[Provided text]
Relatives of those killed need special attention - therapist
Dr Beverly Scott, arguably western Jamaica's best known family therapist, is calling for special counselling to be provided for the relatives of young people whose lives are violently snuffed out.
Scott's comments were made against the background of a spate of cases of children being murdered across the island since the beginning of the year.
"When you look at the stress scale, the loss of a child is 100 per cent on the scale, so it is very difficult for the surviving relatives to cope," Scott told Western Focus in a recent interview. "For the rest of their lives, they will not be the same. They need real professionals, who know about grieving and how to get people through the grief process."
"We probably need to look at the life of the person, of the child who has died, because we need to help the survivors to get this negative memory out and put in some positive memories," continued Dr Scott. "That is why it takes a trained person, a psychologist or psychotherapist, to help them replace this negative memory with something positive about the person."
"You are talking about clinical psychologists or a clinical therapist, who can sit with them and revisit what has happened and face what has happened, because some of them (survivors) are in denial," Dr Scott added. "If someone is in denial, they could get to the phase afterwards where they just explode, they become mentally ill or are unable to live in society, and are not able to cope."
In a recent incident in St James, eight-year-old Shaya Prince, her mother, Lois Watson, her stepfather Junior Scott and family friend Kemali Walker, were all killed when gunmen invaded their Richmond Hill home.

[Information supplied]
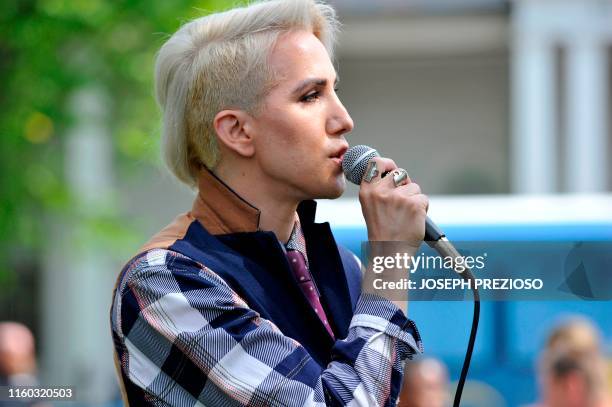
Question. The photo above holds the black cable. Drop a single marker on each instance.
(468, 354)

...

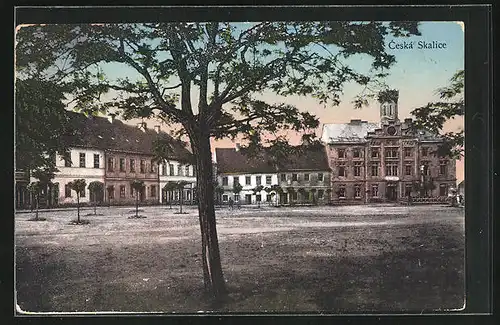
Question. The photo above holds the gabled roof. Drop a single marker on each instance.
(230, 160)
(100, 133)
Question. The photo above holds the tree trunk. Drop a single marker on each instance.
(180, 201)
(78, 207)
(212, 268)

[Problem A] Reproduce the passage of the article about grief counseling verbatim, starting with "Relatives of those" and going on through "of the year.".
[Problem B] Carry the article about grief counseling forward from its final sentence.
The records were taken from a different source than the article about grief counseling.

[Answer area A]
Relatives of those killed need special attention - therapist
Dr Beverly Scott, arguably western Jamaica's best known family therapist, is calling for special counselling to be provided for the relatives of young people whose lives are violently snuffed out.
Scott's comments were made against the background of a spate of cases of children being murdered across the island since the beginning of the year.

[Answer area B]
In other incidents earlier this year, 14-year-old Frome Technical High School student Santoya Campbell, of Shrewsbury in Westmoreland met her demise at the hands of a man, who had impregnated her, and tried to cover up his carnal deeds by murdering her.
While agreeing that specialised counselling is needed for the family of those who are killed, Pastor Victor Wheatley, of the Mt Salem Open Bible Church, says therapy alone is not enough to cushion the lingering pain.
"When you talk to an individual for two or three hours' counselling and then you go back home, it is a different thing. You look at the child's bed, look at their picture, and everything comes back to you," said Pastor Wheatley, who has lost a loved one to violence.
"Professionals may help, but not totally. You are going to need other support, especially from the family and friends, who are close to you," the pastor said. "I do not think professionals alone will be enough, unless they refer you to other persons, such as persons in the church."